[begin Exercise materials]

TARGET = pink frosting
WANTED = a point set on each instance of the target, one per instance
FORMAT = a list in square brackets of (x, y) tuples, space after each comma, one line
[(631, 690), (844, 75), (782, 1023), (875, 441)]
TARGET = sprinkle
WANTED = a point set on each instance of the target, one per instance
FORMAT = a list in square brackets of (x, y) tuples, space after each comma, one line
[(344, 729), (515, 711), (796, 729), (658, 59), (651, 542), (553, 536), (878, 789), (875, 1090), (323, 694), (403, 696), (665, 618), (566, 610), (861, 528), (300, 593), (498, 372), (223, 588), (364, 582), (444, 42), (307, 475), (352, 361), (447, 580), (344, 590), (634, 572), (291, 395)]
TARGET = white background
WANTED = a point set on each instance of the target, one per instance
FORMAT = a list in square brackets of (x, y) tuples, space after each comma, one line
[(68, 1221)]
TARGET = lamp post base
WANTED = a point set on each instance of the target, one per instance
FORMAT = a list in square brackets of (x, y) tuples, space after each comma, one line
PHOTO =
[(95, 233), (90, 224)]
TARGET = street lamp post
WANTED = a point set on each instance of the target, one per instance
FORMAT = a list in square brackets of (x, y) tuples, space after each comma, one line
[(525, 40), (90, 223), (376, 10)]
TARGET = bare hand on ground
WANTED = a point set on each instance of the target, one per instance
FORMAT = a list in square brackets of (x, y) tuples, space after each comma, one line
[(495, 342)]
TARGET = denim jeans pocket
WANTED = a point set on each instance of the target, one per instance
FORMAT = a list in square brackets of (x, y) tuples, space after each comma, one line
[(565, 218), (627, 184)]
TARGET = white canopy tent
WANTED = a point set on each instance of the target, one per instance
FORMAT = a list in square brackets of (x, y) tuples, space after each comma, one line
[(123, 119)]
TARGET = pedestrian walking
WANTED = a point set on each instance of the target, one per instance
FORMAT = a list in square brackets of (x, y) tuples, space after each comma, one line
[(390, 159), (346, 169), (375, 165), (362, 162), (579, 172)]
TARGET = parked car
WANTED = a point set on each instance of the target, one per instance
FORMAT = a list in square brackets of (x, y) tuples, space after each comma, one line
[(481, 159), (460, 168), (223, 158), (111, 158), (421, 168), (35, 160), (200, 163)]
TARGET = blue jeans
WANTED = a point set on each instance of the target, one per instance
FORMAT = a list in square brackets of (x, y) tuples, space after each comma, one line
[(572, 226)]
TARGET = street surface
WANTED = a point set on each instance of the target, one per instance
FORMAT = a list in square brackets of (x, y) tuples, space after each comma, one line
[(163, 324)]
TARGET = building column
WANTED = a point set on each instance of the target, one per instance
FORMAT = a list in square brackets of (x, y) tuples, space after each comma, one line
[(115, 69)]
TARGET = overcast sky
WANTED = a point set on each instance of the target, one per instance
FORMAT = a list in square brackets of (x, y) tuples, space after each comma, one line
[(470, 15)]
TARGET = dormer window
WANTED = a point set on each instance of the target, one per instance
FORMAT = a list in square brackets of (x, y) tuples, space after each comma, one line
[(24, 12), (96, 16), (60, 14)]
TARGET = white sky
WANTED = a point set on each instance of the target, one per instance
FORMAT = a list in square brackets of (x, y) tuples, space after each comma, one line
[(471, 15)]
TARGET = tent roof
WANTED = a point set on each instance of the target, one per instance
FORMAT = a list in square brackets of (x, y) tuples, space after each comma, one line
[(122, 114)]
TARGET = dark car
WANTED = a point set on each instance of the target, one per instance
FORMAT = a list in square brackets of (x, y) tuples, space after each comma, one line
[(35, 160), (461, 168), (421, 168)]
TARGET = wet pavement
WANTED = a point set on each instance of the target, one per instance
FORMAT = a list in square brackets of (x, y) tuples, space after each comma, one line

[end Exercise materials]

Your goal:
Rescale the lines starting at the first one and ending at the one containing "[(525, 40), (90, 223), (376, 10)]", both included, by writing out every line again with the requests unchanged. In the answer point lists, multiply each x and y coordinate by 1.8 and round to a whole number, rounding halves up.

Answer for this exercise:
TARGET = pink frosting
WANTED = a point set on each instance of the target, one per instance
FORMAT = a list in square brackets of (x, y) tuples, space after each comma, one line
[(1136, 1242), (1519, 135), (1408, 1841), (1575, 794)]
TARGET = sprinkle
WANTED = a point set on each instance of the target, one per instance
FORMAT = a list in square brackets of (x, y) tuples, space after each comma, one line
[(619, 1312), (927, 1280), (1433, 1312), (1184, 106), (1172, 976), (995, 965), (1580, 1420), (1575, 1962), (581, 1249), (725, 1253), (1197, 1112), (1019, 1098), (1550, 950), (540, 1067), (896, 670), (401, 1058), (655, 1048), (799, 76), (553, 855), (634, 650), (805, 1044), (619, 1062), (1141, 1030), (524, 711)]
TARGET = white background
WANTED = a point set on each instance of the target, one per instance
FORMAT = a list in square brackets of (x, y) tuples, space after each comma, one line
[(122, 2198)]
TARGET = lamp post base
WANTED = a point set on each instance of the target, one per instance
FORMAT = a list in square brackets of (x, y) tuples, space after each comma, one line
PHOTO =
[(171, 419), (162, 403)]
TARGET = street lamp post
WANTED = a point set on each instance of the target, one per instance
FORMAT = a list in square brackets of (x, y) tuples, space after each comma, one line
[(945, 72), (162, 401), (677, 18)]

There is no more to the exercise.